# Exercise instructions:
1) On the participant experiences page, what average satisfaction score is reported?
2) List every programme named in the participant experiences page.

# Provided text:
+===+

Participant Experiences
What the work has meant
A good joint either holds or it does not. The feedback from participants tells us what is working and where more attention is needed. What follows is what they have shared.
← Back to Home320+
Participants since opening
4.7/5
Average satisfaction score
88%
Would recommend to a colleague
6 yrs
Running programmes in KL
Participant Reviews
From the workshop floor
Ahmad Hafizuddin
Petaling Jaya · Dovetails
I had a decent idea of where my money was going, but Dovetails showed me how imprecise my understanding actually was. The workbook exercises were the part I found most useful — sitting down with actual numbers and working through them with a framework, rather than just looking at a bank statement and feeling vaguely uncomfortable.
March 2025
Siti Yusoff
Shah Alam · Mortise & Tenon
What I appreciated most was the coverage of Shariah-compliant instruments. Most courses I had looked at either ignored them entirely or treated them as a niche add-on. Here they were covered alongside conventional instruments, which is how they actually exist in the market. That made a real difference to how useful the programme was for me personally.
February 2025
Raymond Chin
Bangsar · The Cabinet
I enrolled in The Cabinet with a fairly good sense of my financial position, but I had never properly examined my EPF projections or thought seriously about what would happen with my estate. The programme did not make those decisions for me — but it gave me the vocabulary and the framework to actually have those conversations with my adviser, rather than nodding along to things I did not fully understand.

+===+

# Material:
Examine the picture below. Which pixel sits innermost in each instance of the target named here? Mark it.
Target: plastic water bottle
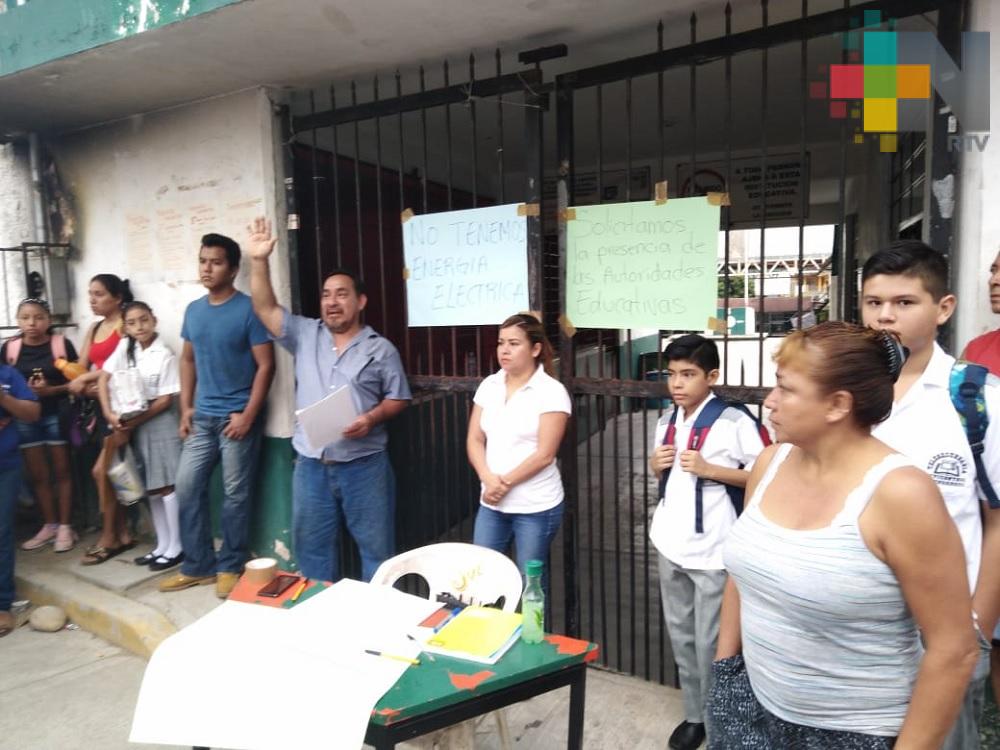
(533, 604)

+===+

# Answers to the tasks:
1) 4.7 out of 5

2) Dovetails, Mortise & Tenon, The Cabinet